EXCERPT TO READ —
──────────────────────────────
Before the move to the current provostal structure, deans reported to vice provosts and vice presidents, who then reported to Hasselmo. The former system was awkward because the vice provosts and vice presidents were often the same person and lines of authority were blurred.
“It was unclear who made decisions in the old system,” Hasselmo said.
The current system, he added, provides for better decision making, gives the provosts and deans more authority and holds all administrators more accountable. Deans now report to provosts who report directly to Hasselmo.
The restructuring effort in the University’s Academic Health Center is one example of where the system has provided provosts with more authority.
Former provost William Brody began a controversial reorganization of the health center in 1995.
Brody said the health center, which includes seven health care schools, needed to be reorganized to become more efficient and responsive to the changing health care market. That reorganization effort continues today under the leadership of Cerra.
The University has also managed to maintain a relatively bloat-free bureaucracy by maintaining an administration that hasn’t markedly changed in size over the last decade.
In 1984, the number of people who hold administrative titles such as president, vice president, provost, chancellor, dean and their assistants was 130. In 1995, the most recent year for which the information is available, the number had not changed even though several new positions were created and other positions were reorganized.
“There has been no increase in the number of (administrative) offices,” said Peter Zetterberg director of the Office of Planning and Analysis. “Titles have changed but responsibilities haven’t.”
While some positions were being created, others were eliminated or consolidated.
──────────────────────────────
BRIEF 1 —
Convert the listing lines between the one holding "Task: indicate the electrical" and the end of the listing, inclusive, into a numbered list, leaving out blank lines.
──────────────────────────────
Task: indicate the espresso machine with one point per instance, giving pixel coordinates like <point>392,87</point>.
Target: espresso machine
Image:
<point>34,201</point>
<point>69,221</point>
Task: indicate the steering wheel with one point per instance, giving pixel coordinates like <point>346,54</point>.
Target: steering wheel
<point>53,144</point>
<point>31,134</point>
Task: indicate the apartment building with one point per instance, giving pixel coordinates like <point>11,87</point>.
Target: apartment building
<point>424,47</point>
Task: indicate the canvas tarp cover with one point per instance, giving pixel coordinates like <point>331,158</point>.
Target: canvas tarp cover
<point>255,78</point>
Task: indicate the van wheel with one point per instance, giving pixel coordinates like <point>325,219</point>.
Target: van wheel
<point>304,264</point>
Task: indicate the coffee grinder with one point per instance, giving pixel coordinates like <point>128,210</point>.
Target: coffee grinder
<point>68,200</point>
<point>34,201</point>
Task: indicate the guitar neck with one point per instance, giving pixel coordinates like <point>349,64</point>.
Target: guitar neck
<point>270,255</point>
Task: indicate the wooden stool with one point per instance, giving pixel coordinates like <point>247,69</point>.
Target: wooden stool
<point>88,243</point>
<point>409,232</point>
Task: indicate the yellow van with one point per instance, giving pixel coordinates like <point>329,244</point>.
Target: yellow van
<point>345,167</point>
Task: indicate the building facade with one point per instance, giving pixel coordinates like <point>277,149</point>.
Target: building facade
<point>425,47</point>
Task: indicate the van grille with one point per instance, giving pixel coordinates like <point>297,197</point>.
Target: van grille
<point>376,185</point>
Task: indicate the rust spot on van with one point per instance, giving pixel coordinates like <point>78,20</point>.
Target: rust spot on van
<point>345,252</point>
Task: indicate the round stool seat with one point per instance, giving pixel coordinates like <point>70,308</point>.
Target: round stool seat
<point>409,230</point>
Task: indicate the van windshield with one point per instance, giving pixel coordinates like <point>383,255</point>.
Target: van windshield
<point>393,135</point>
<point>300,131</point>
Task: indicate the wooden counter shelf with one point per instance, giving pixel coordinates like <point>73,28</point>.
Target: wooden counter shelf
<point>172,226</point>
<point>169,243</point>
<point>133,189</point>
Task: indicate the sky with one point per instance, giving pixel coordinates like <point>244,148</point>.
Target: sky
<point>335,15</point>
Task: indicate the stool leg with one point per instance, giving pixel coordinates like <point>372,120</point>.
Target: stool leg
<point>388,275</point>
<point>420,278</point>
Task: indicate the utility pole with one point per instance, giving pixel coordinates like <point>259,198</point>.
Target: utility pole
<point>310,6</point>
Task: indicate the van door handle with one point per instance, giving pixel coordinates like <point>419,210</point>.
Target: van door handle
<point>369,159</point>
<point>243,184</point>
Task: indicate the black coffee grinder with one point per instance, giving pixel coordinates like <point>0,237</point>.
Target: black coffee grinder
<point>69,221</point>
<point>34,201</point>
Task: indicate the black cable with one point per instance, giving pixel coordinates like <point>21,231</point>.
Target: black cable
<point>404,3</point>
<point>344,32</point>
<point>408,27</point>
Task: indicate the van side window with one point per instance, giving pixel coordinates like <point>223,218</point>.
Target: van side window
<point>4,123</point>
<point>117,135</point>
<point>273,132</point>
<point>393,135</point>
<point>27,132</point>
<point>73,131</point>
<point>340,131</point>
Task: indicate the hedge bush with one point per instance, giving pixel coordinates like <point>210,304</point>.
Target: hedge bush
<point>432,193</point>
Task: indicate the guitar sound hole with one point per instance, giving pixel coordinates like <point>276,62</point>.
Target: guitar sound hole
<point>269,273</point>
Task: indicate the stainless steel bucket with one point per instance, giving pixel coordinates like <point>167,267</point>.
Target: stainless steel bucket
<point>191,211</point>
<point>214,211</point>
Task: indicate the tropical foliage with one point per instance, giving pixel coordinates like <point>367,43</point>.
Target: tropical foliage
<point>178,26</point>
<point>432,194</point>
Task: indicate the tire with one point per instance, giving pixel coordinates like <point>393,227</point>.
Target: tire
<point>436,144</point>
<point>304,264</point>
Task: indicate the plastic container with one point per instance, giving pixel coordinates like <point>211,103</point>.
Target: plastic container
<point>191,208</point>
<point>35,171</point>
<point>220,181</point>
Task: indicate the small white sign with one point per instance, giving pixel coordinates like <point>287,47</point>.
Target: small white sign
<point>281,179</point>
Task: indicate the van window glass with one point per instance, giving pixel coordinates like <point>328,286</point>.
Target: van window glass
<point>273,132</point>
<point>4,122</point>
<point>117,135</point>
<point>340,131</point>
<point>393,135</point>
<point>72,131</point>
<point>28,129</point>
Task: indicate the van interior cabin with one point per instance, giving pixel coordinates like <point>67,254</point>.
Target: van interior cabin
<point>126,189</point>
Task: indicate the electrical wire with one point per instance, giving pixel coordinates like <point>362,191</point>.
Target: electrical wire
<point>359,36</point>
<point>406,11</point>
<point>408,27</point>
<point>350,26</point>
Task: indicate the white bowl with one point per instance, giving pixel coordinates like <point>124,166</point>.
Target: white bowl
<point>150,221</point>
──────────────────────────────
BRIEF 2 —
Summarize the excerpt on the University's administrative structure in two sentences.

FULL RESPONSE 1 —
1. Task: indicate the electrical wire with one point per instance, giving pixel coordinates like <point>362,191</point>.
2. Target: electrical wire
3. <point>359,36</point>
4. <point>406,11</point>
5. <point>408,27</point>
6. <point>350,26</point>
7. Task: indicate the white bowl with one point per instance, giving pixel coordinates like <point>124,166</point>.
8. Target: white bowl
9. <point>150,221</point>

FULL RESPONSE 2 —
The University replaced a system where deans reported to vice provosts and vice presidents with one where deans report to provosts who report directly to Hasselmo, which he says provides for better decision making and more accountability. The University has also kept its administration from markedly changing in size, as the number of people holding administrative titles was 130 in 1984 and had not changed by 1995.